▶ Action item:
Print every line of the material below exactly as it stands, but omit the pictures.

------------------------------------------------

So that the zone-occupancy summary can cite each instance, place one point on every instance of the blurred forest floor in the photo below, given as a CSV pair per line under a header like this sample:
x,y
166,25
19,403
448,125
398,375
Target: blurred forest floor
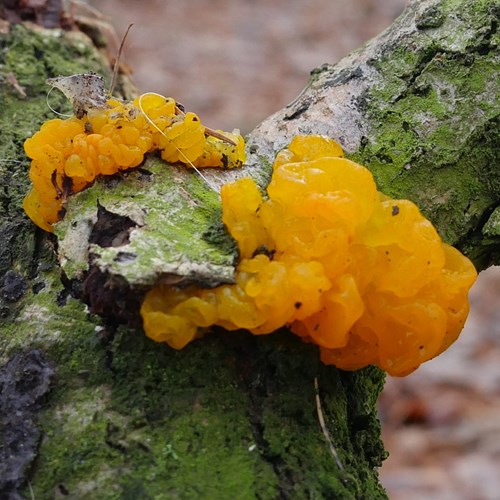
x,y
236,62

------------------------------------------------

▶ Reply:
So that the zone-occupancy summary can cite each instance, place one point on every instance of the blurred forest floor in the photo below, given as a CSV pair per line under a header like this sample:
x,y
166,25
19,403
448,125
398,375
Target: blurred forest floor
x,y
236,62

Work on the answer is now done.